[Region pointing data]
- Opening Delimiter -
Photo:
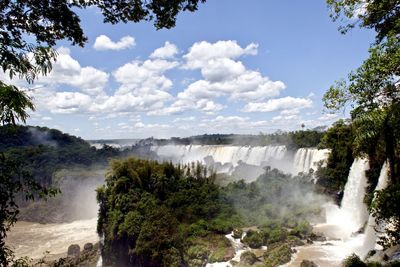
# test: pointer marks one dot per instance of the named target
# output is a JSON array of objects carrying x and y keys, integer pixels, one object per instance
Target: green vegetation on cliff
[{"x": 159, "y": 214}]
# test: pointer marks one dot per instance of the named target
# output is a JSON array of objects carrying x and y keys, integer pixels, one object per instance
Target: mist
[{"x": 77, "y": 200}]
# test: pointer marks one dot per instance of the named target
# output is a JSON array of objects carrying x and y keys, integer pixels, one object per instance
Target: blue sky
[{"x": 234, "y": 66}]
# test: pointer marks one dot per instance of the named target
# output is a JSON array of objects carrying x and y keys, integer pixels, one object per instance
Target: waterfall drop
[
  {"x": 371, "y": 235},
  {"x": 353, "y": 213}
]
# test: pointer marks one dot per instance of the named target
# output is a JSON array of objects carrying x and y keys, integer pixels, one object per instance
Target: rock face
[
  {"x": 88, "y": 247},
  {"x": 306, "y": 263},
  {"x": 74, "y": 251},
  {"x": 248, "y": 258}
]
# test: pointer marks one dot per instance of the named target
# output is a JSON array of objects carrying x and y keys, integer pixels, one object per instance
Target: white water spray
[
  {"x": 309, "y": 158},
  {"x": 371, "y": 235}
]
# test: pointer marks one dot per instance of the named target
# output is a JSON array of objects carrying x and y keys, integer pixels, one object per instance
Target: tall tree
[
  {"x": 29, "y": 30},
  {"x": 373, "y": 91}
]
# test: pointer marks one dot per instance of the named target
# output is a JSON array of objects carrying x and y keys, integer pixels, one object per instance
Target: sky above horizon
[{"x": 233, "y": 66}]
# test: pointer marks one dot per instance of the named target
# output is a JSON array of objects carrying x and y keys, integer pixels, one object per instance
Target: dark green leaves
[{"x": 14, "y": 104}]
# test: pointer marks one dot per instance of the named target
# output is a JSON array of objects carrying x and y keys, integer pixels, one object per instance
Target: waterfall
[
  {"x": 223, "y": 154},
  {"x": 309, "y": 158},
  {"x": 99, "y": 262},
  {"x": 353, "y": 213},
  {"x": 370, "y": 233}
]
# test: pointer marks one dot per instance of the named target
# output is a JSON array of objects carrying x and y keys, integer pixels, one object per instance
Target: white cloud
[
  {"x": 202, "y": 52},
  {"x": 144, "y": 76},
  {"x": 278, "y": 104},
  {"x": 68, "y": 102},
  {"x": 169, "y": 50},
  {"x": 223, "y": 76},
  {"x": 47, "y": 118},
  {"x": 328, "y": 117},
  {"x": 68, "y": 71},
  {"x": 103, "y": 42}
]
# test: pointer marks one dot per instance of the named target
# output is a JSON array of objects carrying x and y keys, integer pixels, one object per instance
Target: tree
[
  {"x": 28, "y": 32},
  {"x": 373, "y": 91}
]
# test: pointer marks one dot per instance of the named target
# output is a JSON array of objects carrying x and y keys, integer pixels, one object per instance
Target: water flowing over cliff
[
  {"x": 225, "y": 158},
  {"x": 371, "y": 235},
  {"x": 343, "y": 224},
  {"x": 309, "y": 158},
  {"x": 353, "y": 213}
]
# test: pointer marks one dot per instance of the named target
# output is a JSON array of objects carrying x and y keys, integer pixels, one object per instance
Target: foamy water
[{"x": 34, "y": 239}]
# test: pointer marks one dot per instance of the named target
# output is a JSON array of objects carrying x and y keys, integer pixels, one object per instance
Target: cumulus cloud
[
  {"x": 169, "y": 50},
  {"x": 223, "y": 76},
  {"x": 68, "y": 71},
  {"x": 284, "y": 103},
  {"x": 103, "y": 42},
  {"x": 69, "y": 102},
  {"x": 202, "y": 52}
]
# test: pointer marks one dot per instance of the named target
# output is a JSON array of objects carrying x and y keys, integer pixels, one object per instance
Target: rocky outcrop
[
  {"x": 88, "y": 247},
  {"x": 74, "y": 251},
  {"x": 307, "y": 263},
  {"x": 248, "y": 258}
]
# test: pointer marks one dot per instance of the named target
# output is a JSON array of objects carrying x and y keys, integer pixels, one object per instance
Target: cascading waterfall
[
  {"x": 258, "y": 155},
  {"x": 309, "y": 158},
  {"x": 353, "y": 213},
  {"x": 342, "y": 223},
  {"x": 370, "y": 233},
  {"x": 229, "y": 156}
]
- Closing Delimiter -
Task details -> Your job is to transcribe the entries above exactly; skip the pictures.

Answer for this exercise ->
Photo:
# test: pointer marks one dot per instance of the named target
# output is a JSON array of objects carrying x and y keys, integer pixels, one object per instance
Target: green vegetation on cliff
[{"x": 159, "y": 214}]
# test: pointer marks one dot per instance of the named target
# output is a JSON array of objects carrying x and y keys, integer pixels, one object per instance
Target: mist
[{"x": 77, "y": 200}]
# test: pointer marks one dot per instance of the named target
# output is a JSON array of objects carrying x and y keys, integer pixels, one object per instance
Target: blue sky
[{"x": 234, "y": 66}]
# test: pointer marks one dot per instance of the named target
# output is a JSON array of objects carrying x and y keys, integer pixels, one object per instance
Target: waterfall drop
[
  {"x": 371, "y": 235},
  {"x": 353, "y": 213}
]
# test: pointer marks one dot per instance of the named target
# output is a JSON array of objects carrying x and y keys, integer pixels, one object per instance
Target: rock face
[
  {"x": 88, "y": 247},
  {"x": 306, "y": 263},
  {"x": 74, "y": 251},
  {"x": 248, "y": 258}
]
# test: pointer marks one dot per instance of the named target
# output is a JSON array of objects carrying x and y keys, integer pixels, one object per instance
Target: white water spray
[
  {"x": 309, "y": 158},
  {"x": 371, "y": 235}
]
# test: pointer marks one dot per instance of the named target
# output is a JSON array of objects carrying x and y keys, integer pixels, one object per instance
Target: tall tree
[
  {"x": 29, "y": 30},
  {"x": 373, "y": 91}
]
# test: pointer marks one dot per instance of the named target
# output is a JSON array of objects carrying x and y keys, integer pixels, one object per instance
Target: sky above horizon
[{"x": 233, "y": 66}]
# test: pointer marks one dot per instance of the named target
# output is a JSON array of objects carrying x and y keys, integer pixels, one object per instance
Target: dark green leaves
[{"x": 14, "y": 104}]
# test: pointer marks one dot per instance of the named target
# output is a JSON array of objects carrying x and y keys, integer pixels, one object per instance
Target: waterfall
[
  {"x": 223, "y": 154},
  {"x": 309, "y": 158},
  {"x": 99, "y": 262},
  {"x": 353, "y": 213},
  {"x": 370, "y": 233}
]
# test: pointer marks one dot per instance of the named target
# output is a JSON array of objects carrying x and y keys, integer pixels, one object per instance
Target: white cloud
[
  {"x": 202, "y": 52},
  {"x": 144, "y": 76},
  {"x": 278, "y": 104},
  {"x": 68, "y": 102},
  {"x": 169, "y": 50},
  {"x": 223, "y": 76},
  {"x": 47, "y": 118},
  {"x": 328, "y": 117},
  {"x": 68, "y": 71},
  {"x": 103, "y": 42}
]
# test: pointer marks one dot per instance of the named target
# output is a JSON array of objects carrying x and y keys, integer pixels, one object per instance
Target: tree
[
  {"x": 28, "y": 32},
  {"x": 373, "y": 91}
]
# test: pointer marks one dot per instance of the named target
# output is a JSON array of objects carrying x and y keys, integer pixels, one object per instance
Target: water flowing over cliff
[
  {"x": 225, "y": 158},
  {"x": 371, "y": 235},
  {"x": 343, "y": 224},
  {"x": 309, "y": 158},
  {"x": 353, "y": 213}
]
# test: pointer marks one dot per instance of the named target
# output is a JSON array of objects carrying x and y keys, integer pixels, one object per instance
Target: foamy water
[{"x": 34, "y": 239}]
# test: pointer marks one dot per instance of the named target
# output is a JSON array of objects carrying x and y keys, integer pixels, one object per instance
Target: cumulus cloud
[
  {"x": 169, "y": 50},
  {"x": 223, "y": 76},
  {"x": 68, "y": 71},
  {"x": 284, "y": 103},
  {"x": 103, "y": 42},
  {"x": 69, "y": 102},
  {"x": 202, "y": 52}
]
# test: pointer marks one dot per instance of the named target
# output is a JSON array of objects carrying x and y keys, integer pixels, one object per instance
Target: rocky outcrop
[
  {"x": 88, "y": 247},
  {"x": 74, "y": 251},
  {"x": 307, "y": 263},
  {"x": 248, "y": 258}
]
# test: pointer marks one dot per instance of the named target
# output is a JSON array of objects carrying x and y keys, integer pixels, one object per instance
Target: cascading waterfall
[
  {"x": 258, "y": 155},
  {"x": 309, "y": 158},
  {"x": 353, "y": 213},
  {"x": 342, "y": 223},
  {"x": 370, "y": 233},
  {"x": 229, "y": 156}
]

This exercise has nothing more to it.